* _WHAT TO WORK ON_
Your answer should hold the data exactly as given, minus any picture.

(Beginning of AVAILABLE RECORDS)

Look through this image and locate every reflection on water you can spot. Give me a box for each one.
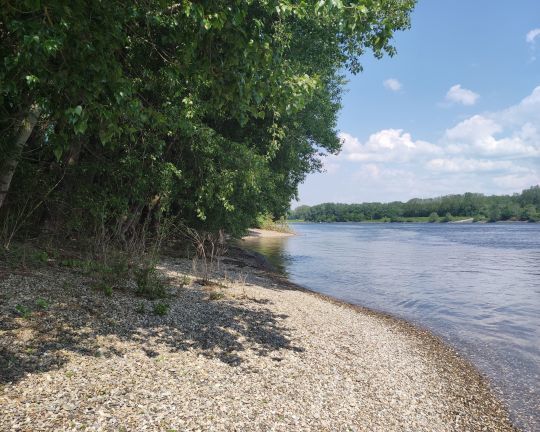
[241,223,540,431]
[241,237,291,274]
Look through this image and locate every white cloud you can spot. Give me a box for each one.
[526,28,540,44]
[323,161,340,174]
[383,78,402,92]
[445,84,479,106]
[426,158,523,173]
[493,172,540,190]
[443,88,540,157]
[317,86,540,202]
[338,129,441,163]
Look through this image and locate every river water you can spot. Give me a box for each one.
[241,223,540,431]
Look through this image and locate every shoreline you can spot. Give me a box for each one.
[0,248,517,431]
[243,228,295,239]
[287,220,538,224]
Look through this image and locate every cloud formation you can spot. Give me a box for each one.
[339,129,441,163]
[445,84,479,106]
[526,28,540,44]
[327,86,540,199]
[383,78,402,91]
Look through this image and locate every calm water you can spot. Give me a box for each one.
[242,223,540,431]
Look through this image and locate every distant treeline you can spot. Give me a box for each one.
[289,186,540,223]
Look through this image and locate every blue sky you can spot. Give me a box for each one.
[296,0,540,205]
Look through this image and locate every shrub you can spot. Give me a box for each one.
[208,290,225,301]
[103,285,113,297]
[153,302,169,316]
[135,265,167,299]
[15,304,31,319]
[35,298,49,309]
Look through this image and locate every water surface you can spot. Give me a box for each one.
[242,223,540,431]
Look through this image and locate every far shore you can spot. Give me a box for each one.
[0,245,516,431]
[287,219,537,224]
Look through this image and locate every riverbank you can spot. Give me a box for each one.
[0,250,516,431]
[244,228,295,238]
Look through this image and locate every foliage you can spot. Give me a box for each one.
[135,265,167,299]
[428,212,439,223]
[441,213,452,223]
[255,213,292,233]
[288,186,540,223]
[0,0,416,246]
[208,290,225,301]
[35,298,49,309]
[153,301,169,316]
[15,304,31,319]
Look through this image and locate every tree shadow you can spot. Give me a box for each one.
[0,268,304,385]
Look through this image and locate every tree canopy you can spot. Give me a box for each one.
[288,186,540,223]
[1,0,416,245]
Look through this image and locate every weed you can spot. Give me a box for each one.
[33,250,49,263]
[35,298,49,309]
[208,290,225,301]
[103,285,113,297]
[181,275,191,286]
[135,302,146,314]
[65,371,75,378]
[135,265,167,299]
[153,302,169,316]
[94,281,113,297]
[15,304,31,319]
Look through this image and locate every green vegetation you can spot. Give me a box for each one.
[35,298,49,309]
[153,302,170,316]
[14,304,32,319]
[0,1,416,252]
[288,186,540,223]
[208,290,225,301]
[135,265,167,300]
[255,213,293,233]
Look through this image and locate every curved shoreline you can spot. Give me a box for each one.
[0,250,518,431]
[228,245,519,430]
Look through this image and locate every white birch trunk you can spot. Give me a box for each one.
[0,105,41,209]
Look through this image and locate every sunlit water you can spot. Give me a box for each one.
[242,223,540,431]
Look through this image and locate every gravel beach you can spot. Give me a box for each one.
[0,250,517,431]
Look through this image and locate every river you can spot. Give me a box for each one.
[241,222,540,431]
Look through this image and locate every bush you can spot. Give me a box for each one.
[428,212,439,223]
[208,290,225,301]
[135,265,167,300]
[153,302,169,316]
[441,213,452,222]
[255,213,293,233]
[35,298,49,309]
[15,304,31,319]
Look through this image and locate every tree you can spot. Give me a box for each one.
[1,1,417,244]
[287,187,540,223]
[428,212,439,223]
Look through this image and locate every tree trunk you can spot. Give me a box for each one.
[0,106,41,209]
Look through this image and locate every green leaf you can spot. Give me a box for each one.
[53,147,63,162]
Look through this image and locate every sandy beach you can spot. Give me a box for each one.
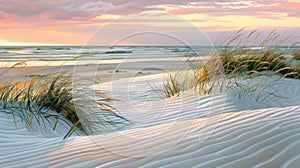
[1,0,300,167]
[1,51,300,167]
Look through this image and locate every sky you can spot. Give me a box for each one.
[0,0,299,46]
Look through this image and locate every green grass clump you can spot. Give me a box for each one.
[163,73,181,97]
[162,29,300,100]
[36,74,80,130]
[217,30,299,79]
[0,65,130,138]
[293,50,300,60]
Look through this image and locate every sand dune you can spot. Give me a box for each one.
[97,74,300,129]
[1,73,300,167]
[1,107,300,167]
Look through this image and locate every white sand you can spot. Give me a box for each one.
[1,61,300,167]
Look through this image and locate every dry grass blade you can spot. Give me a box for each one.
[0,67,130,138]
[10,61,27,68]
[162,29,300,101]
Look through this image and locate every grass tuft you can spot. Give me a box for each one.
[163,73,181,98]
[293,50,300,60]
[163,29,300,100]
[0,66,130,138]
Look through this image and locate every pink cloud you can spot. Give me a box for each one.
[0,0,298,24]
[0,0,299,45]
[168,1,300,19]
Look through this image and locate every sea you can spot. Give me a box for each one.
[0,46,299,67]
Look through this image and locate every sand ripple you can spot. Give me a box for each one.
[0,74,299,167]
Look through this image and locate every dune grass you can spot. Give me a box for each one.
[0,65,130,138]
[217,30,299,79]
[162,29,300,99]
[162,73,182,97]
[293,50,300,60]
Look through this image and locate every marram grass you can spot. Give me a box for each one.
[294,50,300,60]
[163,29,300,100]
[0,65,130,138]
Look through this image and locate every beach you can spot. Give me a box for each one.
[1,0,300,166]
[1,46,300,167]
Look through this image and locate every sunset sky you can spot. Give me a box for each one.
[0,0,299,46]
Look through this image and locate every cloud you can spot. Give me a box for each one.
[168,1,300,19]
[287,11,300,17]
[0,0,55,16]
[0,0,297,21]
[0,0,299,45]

(End of AVAILABLE RECORDS)

* _ANSWER TO THE EXERCISE_
Look through this image and locate every reflection on water you can spot. Give me a box for each one.
[241,223,540,431]
[241,237,291,274]
Look through this image and locate every white cloud you can spot. Give me a box for each one.
[526,28,540,44]
[323,161,340,174]
[383,78,402,92]
[445,84,479,106]
[426,158,523,173]
[493,172,540,190]
[443,88,540,157]
[317,86,540,202]
[338,129,441,163]
Look through this image and locate every river water you can spot. Give me a box for each one.
[241,223,540,431]
Look through this image and locate every shoreline you can spot. Give me a box for each one.
[0,248,517,431]
[243,228,295,239]
[287,220,538,224]
Look through this image and locate every cloud formation you can spot. Give me a box for each one.
[339,129,441,163]
[445,84,479,106]
[526,28,540,44]
[327,86,540,199]
[383,78,402,91]
Look through this image and locate every calm water you can spot. Give me a box for each one.
[242,223,540,431]
Look through this image and locate every distant treeline you can spot. Give me a box for each one.
[289,186,540,223]
Look through this image and locate every blue sky you can spot. Give me a box for each one.
[296,0,540,205]
Look through this image and locate every shrub you can spot. Give me a box for each one.
[208,290,225,301]
[103,285,113,297]
[153,302,169,316]
[135,265,167,299]
[15,304,31,319]
[35,298,49,309]
Look through this image and locate every water surface you can spot. Give me a box for each one.
[242,223,540,431]
Look through this image and locate every far shore you can spot. Give me a box for each one.
[0,245,516,431]
[287,219,537,224]
Look through this image and locate every riverbank you can spot. Give me a box for each one.
[0,250,516,431]
[244,228,295,238]
Look through this image and locate every foliage you can spot. Give me a box for each one.
[135,265,167,299]
[428,212,439,223]
[441,213,452,223]
[255,213,292,233]
[288,186,540,223]
[0,0,416,246]
[208,290,225,301]
[35,298,49,309]
[153,301,169,316]
[15,304,31,319]
Look through this image and locate every tree shadow you can spot. Give me a box for each one.
[0,268,304,385]
Look through this image and locate every tree canopy you can spot. Give me a box for each one.
[288,186,540,223]
[1,0,416,245]
Look through this image and locate every weed you can spot. Give me a box for each one.
[33,250,49,263]
[35,298,49,309]
[208,290,225,301]
[103,285,113,297]
[181,275,191,286]
[135,302,146,314]
[65,371,75,378]
[135,265,167,299]
[153,302,169,316]
[94,281,113,297]
[15,304,31,319]
Look through this image and locate every green vegetation you can spot. Give me a box for each one.
[35,298,49,309]
[153,302,170,316]
[14,304,32,319]
[0,1,416,252]
[288,186,540,223]
[208,290,225,301]
[135,265,167,300]
[255,213,293,233]
Look through this image and locate every curved shoreline you can spot. Give me a box for each one.
[0,250,518,431]
[228,245,519,430]
Look through this image and locate every white birch trunk you can spot. Give me a box for each one.
[0,105,41,209]
Look through this image and locate every sunlit water you can spot. Give me a box for each one.
[242,223,540,431]
Look through this image and locate every gravel beach you can spot. Give me a box for each one.
[0,250,517,431]
Look through this image and locate every river you can spot. Give me a box for each one.
[241,222,540,431]
Look through this image and locate every bush you can spot. Give me a box for each one.
[428,212,439,223]
[208,290,225,301]
[135,265,167,300]
[153,302,169,316]
[441,213,452,222]
[255,213,293,233]
[35,298,49,309]
[15,304,31,319]
Look through this image and locate every tree you can spot. Give me a box for each one.
[1,1,417,244]
[287,187,540,223]
[428,212,439,223]
Look through this image and locate every tree trunk you can spot. Give me a box for each one.
[0,106,41,209]
Look through this image and locate every green leaf you can spot. Give me a box for each one.
[53,147,63,162]
Look through this image and locate every sandy beach you can spot. Give me a box for each one.
[1,0,300,167]
[1,51,300,167]
Look through this image and locate every sky you can spot. Give me a box for each one.
[0,0,299,46]
Look through this image and locate every green grass clump you can spot. Give me a box for each one.
[163,73,181,97]
[162,29,300,100]
[36,74,80,130]
[217,30,299,79]
[0,65,130,138]
[293,50,300,60]
Look through this image and locate every sand dune you can spot. Give me a box for each one.
[97,74,300,129]
[1,73,300,167]
[1,107,300,167]
Look through this image and locate every white sand you can spot. Give me a box for each one.
[1,61,300,167]
Look through this image and locate every dry grass blade you can spot. Give me a box for each one.
[0,67,130,138]
[10,61,27,68]
[162,29,300,101]
Look through this image and locate every grass tuft you can spot. Give me a box for each one.
[163,73,181,98]
[293,50,300,60]
[163,29,300,100]
[0,66,130,138]
Look through this image and locate every pink cloud you can spot. Give me a box for each one.
[0,0,298,24]
[0,0,299,45]
[168,1,300,19]
Look through this image and locate every sea you can spot. Give me a box for each one.
[0,46,299,67]
Look through this image and locate every sand ripple you can spot. Give me a box for each one.
[0,74,299,167]
Look through this image and locate every dune grass you can spot. Give me a box for each one.
[0,65,130,138]
[217,30,299,79]
[162,29,300,99]
[162,73,182,97]
[293,50,300,60]
Look through this image and locate every marram grass you can spot. Give me a box for each one.
[294,50,300,60]
[163,29,300,100]
[0,65,130,138]
Look through this image and locate every beach you can spot. Give me a box for each one.
[1,0,300,166]
[1,46,300,167]
Look through this image and locate every sunset sky you can spot. Give me a box for each one.
[0,0,299,46]
Look through this image and locate every cloud you can spot. Give me a box for each one.
[168,1,300,19]
[287,11,300,17]
[0,0,55,16]
[0,0,297,21]
[0,0,299,45]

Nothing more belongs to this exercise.